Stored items
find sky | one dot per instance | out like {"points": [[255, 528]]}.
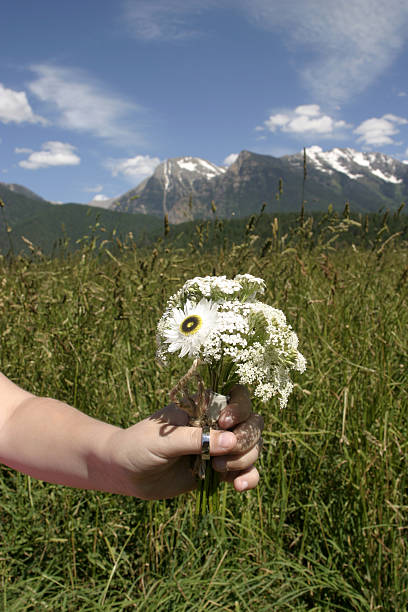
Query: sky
{"points": [[95, 94]]}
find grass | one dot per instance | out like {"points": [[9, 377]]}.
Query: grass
{"points": [[327, 527]]}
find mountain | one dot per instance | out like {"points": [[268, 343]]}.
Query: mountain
{"points": [[20, 190], [170, 188], [44, 224], [184, 187]]}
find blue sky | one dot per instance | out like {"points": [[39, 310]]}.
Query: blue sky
{"points": [[94, 94]]}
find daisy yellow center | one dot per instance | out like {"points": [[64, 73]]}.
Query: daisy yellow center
{"points": [[191, 325]]}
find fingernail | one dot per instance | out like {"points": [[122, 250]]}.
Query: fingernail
{"points": [[220, 464], [227, 421], [226, 439]]}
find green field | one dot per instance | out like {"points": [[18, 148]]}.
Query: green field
{"points": [[327, 527]]}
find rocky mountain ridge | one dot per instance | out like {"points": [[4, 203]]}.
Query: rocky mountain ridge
{"points": [[183, 188]]}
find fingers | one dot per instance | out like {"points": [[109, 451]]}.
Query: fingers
{"points": [[237, 462], [175, 439], [238, 409]]}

### WHAT TO PRODUCE
Return every line above exactly, omitting images.

### YOUR SOLUTION
find sky | one dot per instance | out like {"points": [[255, 528]]}.
Query: sky
{"points": [[95, 94]]}
find grass | one dot per instance | out like {"points": [[9, 377]]}.
Query: grass
{"points": [[327, 527]]}
find mountain | one dot per instance | out like {"points": [[268, 343]]}.
Query: mountain
{"points": [[20, 190], [170, 188], [44, 224], [184, 187]]}
find blue sky | one dot per instance | out like {"points": [[39, 310]]}.
Query: blue sky
{"points": [[94, 94]]}
find daisy yellow center | one dot per instance | out like {"points": [[64, 73]]}.
Query: daisy yellow center
{"points": [[191, 325]]}
find fingernail | one dot per instance | out like {"points": [[122, 250]]}.
Query: fingernail
{"points": [[220, 464], [227, 421], [226, 439]]}
find green field | one dot per instance | out like {"points": [[18, 148]]}.
Query: green field
{"points": [[327, 527]]}
find rocky mountain ridge | one dot per instance | out like {"points": [[4, 203]]}.
Query: rocky mountain ridge
{"points": [[183, 188]]}
find fingers | one dot per instance | out like {"points": [[109, 451]]}.
Query: fingers
{"points": [[237, 462], [175, 439], [238, 409]]}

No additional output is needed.